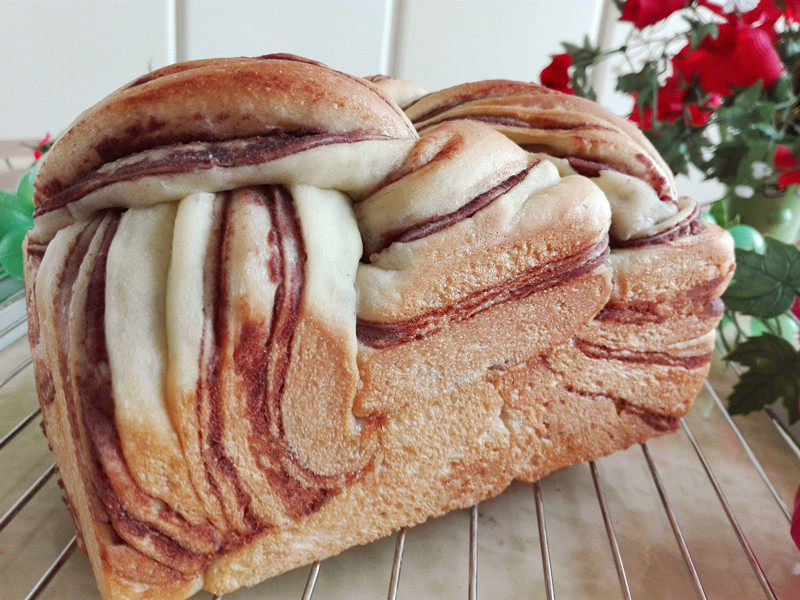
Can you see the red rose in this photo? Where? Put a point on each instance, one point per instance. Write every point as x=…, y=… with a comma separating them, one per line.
x=740, y=56
x=670, y=107
x=556, y=74
x=647, y=12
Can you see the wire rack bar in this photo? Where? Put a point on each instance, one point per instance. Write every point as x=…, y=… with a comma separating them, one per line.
x=54, y=568
x=12, y=326
x=17, y=370
x=612, y=538
x=545, y=548
x=312, y=581
x=676, y=529
x=750, y=454
x=18, y=427
x=784, y=432
x=762, y=578
x=397, y=563
x=25, y=498
x=473, y=552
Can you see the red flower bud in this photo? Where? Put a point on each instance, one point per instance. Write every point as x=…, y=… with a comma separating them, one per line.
x=740, y=56
x=556, y=74
x=670, y=107
x=784, y=159
x=648, y=12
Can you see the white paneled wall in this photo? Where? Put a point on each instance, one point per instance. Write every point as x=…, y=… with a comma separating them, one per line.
x=345, y=34
x=446, y=42
x=59, y=57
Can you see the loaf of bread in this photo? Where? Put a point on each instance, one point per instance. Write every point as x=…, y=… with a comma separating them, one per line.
x=273, y=315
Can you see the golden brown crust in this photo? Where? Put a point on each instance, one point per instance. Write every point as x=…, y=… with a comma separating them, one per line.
x=315, y=401
x=218, y=99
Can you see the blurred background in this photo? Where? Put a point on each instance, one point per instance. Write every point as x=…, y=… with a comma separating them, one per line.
x=58, y=58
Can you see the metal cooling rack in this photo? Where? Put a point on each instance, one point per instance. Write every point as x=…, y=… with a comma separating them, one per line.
x=750, y=464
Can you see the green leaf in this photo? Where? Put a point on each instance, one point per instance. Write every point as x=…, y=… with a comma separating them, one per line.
x=11, y=219
x=765, y=285
x=699, y=31
x=642, y=81
x=773, y=374
x=11, y=252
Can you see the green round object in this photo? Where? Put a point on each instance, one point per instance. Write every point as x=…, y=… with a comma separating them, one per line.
x=773, y=212
x=11, y=252
x=709, y=218
x=748, y=238
x=787, y=325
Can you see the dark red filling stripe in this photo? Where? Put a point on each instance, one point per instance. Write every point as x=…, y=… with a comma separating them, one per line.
x=692, y=224
x=97, y=412
x=642, y=357
x=181, y=158
x=654, y=420
x=439, y=222
x=388, y=335
x=590, y=167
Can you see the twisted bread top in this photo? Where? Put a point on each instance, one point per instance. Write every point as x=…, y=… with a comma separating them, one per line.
x=292, y=229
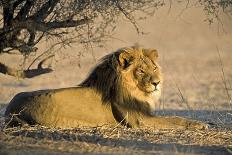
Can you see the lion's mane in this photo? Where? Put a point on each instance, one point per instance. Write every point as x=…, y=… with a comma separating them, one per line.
x=106, y=79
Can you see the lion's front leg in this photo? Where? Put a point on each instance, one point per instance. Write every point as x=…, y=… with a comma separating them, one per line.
x=173, y=122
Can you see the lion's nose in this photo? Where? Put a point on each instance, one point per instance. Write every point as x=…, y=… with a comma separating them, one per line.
x=155, y=83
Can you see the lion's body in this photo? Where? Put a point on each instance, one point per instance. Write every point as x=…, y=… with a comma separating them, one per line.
x=65, y=108
x=121, y=89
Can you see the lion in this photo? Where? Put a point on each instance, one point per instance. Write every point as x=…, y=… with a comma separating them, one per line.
x=121, y=90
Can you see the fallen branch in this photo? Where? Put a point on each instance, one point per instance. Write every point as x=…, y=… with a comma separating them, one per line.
x=28, y=73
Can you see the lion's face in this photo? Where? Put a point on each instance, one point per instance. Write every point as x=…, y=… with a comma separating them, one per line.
x=140, y=73
x=147, y=76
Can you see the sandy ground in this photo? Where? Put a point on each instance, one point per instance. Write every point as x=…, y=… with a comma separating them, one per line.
x=198, y=85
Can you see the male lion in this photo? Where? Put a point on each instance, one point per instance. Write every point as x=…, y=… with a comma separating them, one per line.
x=121, y=89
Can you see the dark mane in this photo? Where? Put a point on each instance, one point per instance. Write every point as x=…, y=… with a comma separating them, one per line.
x=105, y=78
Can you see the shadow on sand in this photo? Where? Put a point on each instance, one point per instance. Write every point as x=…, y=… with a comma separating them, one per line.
x=135, y=144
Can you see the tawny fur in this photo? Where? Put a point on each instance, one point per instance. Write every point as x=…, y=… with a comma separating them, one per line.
x=122, y=88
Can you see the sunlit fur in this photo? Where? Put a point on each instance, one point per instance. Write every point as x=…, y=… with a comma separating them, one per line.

###

> [ASSIGNED TASK] Leaving every picture out, output the data exactly as it stands.

> [TASK SOLUTION]
Can you see the red rose in this photo? Where? Put a point on each instance, one point per instance. Write every point as x=…, y=… with a comma separating them, one per line.
x=740, y=56
x=670, y=107
x=556, y=74
x=647, y=12
Can you see the wire rack bar in this photo? Where? Put a point on each instance, one point per instance. Write every point as x=…, y=… with a comma separating them, one per line.
x=54, y=568
x=12, y=326
x=17, y=370
x=612, y=538
x=545, y=548
x=312, y=581
x=676, y=529
x=750, y=454
x=18, y=427
x=784, y=432
x=762, y=578
x=397, y=563
x=25, y=498
x=473, y=552
Can you see the red flower bud in this photo? Where? Put a point on each instance, one point per instance. Write every point as x=…, y=… with a comma separating them, one per line.
x=740, y=56
x=556, y=74
x=670, y=107
x=784, y=159
x=648, y=12
Can you see the white paneled wall in this photo? Where? Put a point on each instance, one point per instance. Write every point as x=…, y=… with a comma separating them, one per line.
x=345, y=34
x=446, y=42
x=59, y=57
Can you see the loaf of bread in this photo? Where? Put a point on each instance, one point per instance. Write every point as x=…, y=… with a comma separating them, one per line.
x=273, y=315
Can you see the golden brown crust in this photo? Where? Put a point on each instance, one point per instance. Write every point as x=…, y=… with a comma separating them, one per line.
x=315, y=401
x=218, y=99
Can you see the blurred background in this photo? Where? Put a point on each instance, one point per instance. Write every point as x=…, y=… with a comma separating them, one per line.
x=58, y=58
Can you see the metal cooling rack in this photo? Where? Put a point on each instance, one point per instance. Write every point as x=…, y=… with a comma separating them, one per line.
x=750, y=464
Can you see the green leaf in this photo? Where? Put a point on each instance, one point per instance. Write every point as x=…, y=… with a comma separating them, one per line.
x=11, y=219
x=765, y=285
x=699, y=31
x=642, y=81
x=773, y=374
x=11, y=252
Can you see the green round object in this photo? Where? Put a point on each instance, one point per instance. Write every point as x=…, y=… with a comma separating them, one per line.
x=773, y=212
x=11, y=252
x=709, y=218
x=748, y=238
x=787, y=325
Can you see the dark red filling stripe in this photo? Where? Put a point on each instance, one point per instance. Write every point as x=…, y=… with a comma separating them, one per line.
x=692, y=224
x=97, y=412
x=642, y=357
x=181, y=158
x=654, y=420
x=439, y=222
x=388, y=335
x=590, y=167
Can you see the twisted bread top in this photo? Where? Put a point on each instance, one point per instance. Write every point as x=…, y=… with a comma separating them, one per line.
x=292, y=229
Can you see the lion's mane in this photo? Where? Put a point on each instance, one point per instance. Write every point as x=…, y=… with a comma separating them, one per line.
x=106, y=79
Can you see the lion's front leg in this photo? Where? Put a point on each instance, one point per instance. Write every point as x=…, y=… with a comma separating them, one per line.
x=173, y=122
Can you see the lion's nose in this photo? Where? Put a point on each instance, one point per instance. Write every point as x=…, y=… with a comma separating them, one per line.
x=155, y=83
Can you see the lion's body in this photo? Where? Put a point on each instance, one point per instance. Write every point as x=…, y=… with a comma separating them, one per line.
x=65, y=108
x=121, y=89
Can you see the lion in this photo? Where? Put a point on each instance, one point per instance. Write every point as x=…, y=… with a comma separating them, one per line.
x=121, y=90
Can you see the fallen branch in this photo? Where? Put a point on each instance, one point per instance. Write every point as x=…, y=… with a comma separating them, one per line.
x=28, y=73
Can you see the lion's face in this photo? Where? Put a point on each instance, one point per instance. Write every point as x=…, y=… with a comma separating them, one per line.
x=140, y=73
x=147, y=76
Can you see the sandy ground in this photo? Where? Put a point on each instance, one point per instance. Write every point as x=…, y=… with a comma separating them, one per line.
x=198, y=85
Can you see the male lion in this photo? Where? Put a point on each instance, one point per instance. Write every point as x=…, y=… with a comma separating them, one per line.
x=121, y=89
Can you see the dark mane in this photo? Where? Put a point on each instance, one point per instance. Write every point as x=…, y=… with a comma separating them, one per line.
x=105, y=78
Can you see the shadow on sand in this photo? Where? Put a point on each instance, one point per instance. Write every point as x=…, y=… with a comma separating them, one per line.
x=135, y=144
Can you see the tawny fur in this photo? Where? Put a point on each instance, one point per instance. Write every point as x=…, y=… with a comma separating them, one per line.
x=122, y=88
Can you see the sunlit fur in this photo? Where? Put a point on each instance, one point per instance. Write every point as x=…, y=… with a comma separating them, one per line.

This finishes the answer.